■ **Rows**:

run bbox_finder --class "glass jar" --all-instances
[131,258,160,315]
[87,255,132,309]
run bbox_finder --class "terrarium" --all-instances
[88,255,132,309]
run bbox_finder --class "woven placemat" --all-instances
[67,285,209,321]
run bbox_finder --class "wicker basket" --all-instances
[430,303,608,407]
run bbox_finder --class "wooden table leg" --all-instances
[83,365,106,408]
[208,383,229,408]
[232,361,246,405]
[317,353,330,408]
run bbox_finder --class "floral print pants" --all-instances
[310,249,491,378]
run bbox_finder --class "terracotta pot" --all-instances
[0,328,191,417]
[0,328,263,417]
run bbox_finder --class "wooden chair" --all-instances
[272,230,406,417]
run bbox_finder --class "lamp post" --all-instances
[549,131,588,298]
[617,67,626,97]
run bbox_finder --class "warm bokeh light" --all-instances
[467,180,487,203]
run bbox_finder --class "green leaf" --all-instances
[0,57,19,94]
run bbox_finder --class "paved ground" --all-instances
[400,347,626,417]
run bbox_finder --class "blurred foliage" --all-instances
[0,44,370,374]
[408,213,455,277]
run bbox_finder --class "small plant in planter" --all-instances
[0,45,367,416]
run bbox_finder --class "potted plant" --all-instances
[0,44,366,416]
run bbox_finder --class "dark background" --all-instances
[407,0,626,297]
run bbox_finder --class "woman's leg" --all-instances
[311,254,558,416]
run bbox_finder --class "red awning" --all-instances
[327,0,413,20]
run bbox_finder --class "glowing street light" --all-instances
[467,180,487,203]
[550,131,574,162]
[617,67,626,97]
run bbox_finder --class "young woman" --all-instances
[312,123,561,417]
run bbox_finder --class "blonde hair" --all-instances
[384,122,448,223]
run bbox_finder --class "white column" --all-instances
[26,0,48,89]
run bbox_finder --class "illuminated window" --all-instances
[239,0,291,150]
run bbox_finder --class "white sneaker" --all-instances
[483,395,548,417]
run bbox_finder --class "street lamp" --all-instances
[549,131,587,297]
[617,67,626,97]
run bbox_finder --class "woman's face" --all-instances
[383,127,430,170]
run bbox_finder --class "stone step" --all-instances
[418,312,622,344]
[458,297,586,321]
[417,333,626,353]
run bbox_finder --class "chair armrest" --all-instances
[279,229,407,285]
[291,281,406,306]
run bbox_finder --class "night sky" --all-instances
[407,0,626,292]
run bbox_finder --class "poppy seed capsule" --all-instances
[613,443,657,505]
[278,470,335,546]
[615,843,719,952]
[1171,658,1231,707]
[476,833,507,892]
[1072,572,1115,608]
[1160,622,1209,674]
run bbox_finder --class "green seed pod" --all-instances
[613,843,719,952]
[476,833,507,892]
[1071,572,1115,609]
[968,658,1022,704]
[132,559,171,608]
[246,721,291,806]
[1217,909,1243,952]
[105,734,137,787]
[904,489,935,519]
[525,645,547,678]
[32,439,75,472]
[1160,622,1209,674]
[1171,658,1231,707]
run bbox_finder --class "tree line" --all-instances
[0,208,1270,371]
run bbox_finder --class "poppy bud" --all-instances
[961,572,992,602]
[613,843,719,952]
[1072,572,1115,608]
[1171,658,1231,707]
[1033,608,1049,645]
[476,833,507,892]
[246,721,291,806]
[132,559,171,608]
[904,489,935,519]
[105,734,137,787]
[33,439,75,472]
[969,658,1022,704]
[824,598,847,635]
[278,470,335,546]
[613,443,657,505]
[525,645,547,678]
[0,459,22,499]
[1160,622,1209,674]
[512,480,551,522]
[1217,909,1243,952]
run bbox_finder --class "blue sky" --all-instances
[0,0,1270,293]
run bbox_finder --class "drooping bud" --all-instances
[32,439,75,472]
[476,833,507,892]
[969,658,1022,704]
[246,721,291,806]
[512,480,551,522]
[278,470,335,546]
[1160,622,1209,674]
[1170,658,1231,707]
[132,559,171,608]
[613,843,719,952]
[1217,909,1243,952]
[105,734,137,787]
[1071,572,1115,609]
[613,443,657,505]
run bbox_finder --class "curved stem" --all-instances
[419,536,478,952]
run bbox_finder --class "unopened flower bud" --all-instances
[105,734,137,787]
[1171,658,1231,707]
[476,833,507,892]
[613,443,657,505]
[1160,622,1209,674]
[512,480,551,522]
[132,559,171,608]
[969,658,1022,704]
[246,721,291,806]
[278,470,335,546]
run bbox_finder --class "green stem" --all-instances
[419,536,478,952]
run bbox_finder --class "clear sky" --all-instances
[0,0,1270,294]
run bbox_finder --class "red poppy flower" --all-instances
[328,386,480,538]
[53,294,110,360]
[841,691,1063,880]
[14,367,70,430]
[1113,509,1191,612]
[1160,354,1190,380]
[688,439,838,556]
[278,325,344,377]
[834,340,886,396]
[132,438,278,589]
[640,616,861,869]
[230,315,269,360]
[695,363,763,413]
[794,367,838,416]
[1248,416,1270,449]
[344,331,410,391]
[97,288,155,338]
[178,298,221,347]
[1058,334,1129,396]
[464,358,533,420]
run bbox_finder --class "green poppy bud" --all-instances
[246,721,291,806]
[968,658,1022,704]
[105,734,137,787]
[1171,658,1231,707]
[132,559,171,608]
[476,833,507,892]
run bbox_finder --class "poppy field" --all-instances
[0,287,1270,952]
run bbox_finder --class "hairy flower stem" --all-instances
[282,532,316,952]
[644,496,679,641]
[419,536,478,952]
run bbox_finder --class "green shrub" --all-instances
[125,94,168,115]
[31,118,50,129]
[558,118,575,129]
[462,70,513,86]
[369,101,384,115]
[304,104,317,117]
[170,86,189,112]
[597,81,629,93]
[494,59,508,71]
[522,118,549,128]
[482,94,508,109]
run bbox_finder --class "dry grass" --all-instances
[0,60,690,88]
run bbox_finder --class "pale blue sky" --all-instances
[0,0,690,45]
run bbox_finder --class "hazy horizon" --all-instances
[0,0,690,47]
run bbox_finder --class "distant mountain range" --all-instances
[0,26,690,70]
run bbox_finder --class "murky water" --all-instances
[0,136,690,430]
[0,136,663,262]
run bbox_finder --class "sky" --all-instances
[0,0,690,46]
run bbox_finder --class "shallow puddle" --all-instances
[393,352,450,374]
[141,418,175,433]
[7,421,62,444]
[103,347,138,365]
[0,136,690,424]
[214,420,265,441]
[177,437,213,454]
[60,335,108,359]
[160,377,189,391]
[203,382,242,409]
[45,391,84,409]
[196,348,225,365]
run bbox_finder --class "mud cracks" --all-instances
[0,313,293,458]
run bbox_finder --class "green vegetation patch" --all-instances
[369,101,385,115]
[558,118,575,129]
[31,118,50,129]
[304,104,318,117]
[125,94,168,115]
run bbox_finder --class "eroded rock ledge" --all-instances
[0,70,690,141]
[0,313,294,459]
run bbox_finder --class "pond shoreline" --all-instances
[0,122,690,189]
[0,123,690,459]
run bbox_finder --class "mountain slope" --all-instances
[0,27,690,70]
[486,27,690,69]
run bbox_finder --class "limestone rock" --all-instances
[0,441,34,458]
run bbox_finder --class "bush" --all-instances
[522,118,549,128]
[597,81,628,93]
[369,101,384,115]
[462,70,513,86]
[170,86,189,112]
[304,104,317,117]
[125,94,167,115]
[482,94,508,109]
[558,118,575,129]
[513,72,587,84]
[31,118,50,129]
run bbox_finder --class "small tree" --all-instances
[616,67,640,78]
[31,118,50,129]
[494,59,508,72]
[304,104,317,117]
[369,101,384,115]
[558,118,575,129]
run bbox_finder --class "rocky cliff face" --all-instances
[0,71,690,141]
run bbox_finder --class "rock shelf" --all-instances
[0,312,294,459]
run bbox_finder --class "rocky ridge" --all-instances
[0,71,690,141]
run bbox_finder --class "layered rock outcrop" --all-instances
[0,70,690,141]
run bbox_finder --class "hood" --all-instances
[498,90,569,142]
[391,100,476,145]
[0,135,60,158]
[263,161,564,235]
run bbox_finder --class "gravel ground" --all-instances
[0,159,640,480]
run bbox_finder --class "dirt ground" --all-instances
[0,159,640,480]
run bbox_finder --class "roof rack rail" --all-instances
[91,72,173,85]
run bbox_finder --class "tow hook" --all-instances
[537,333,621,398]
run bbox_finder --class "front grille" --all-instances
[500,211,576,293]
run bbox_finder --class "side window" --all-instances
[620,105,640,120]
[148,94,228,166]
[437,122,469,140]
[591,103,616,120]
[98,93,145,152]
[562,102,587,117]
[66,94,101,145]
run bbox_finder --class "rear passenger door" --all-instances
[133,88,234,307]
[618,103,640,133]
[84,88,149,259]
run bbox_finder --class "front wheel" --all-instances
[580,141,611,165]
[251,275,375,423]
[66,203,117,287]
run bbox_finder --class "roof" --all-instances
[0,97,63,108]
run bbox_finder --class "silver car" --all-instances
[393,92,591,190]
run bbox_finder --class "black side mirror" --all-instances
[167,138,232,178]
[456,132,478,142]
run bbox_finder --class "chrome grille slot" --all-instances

■ **Set exercise**:
Rewrite the lines from the start of the rows through the line that contains "[430,303,608,407]" as a numbered list, omitting any blank lines.

■ **Final result**:
1. run bbox_finder --class "glass jar" --all-instances
2. [131,258,160,315]
3. [87,255,132,309]
4. run bbox_finder --class "terrarium" --all-instances
5. [88,255,132,309]
6. run bbox_finder --class "woven placemat" --all-instances
7. [67,285,209,321]
8. run bbox_finder --class "wicker basket" --all-instances
9. [430,303,608,407]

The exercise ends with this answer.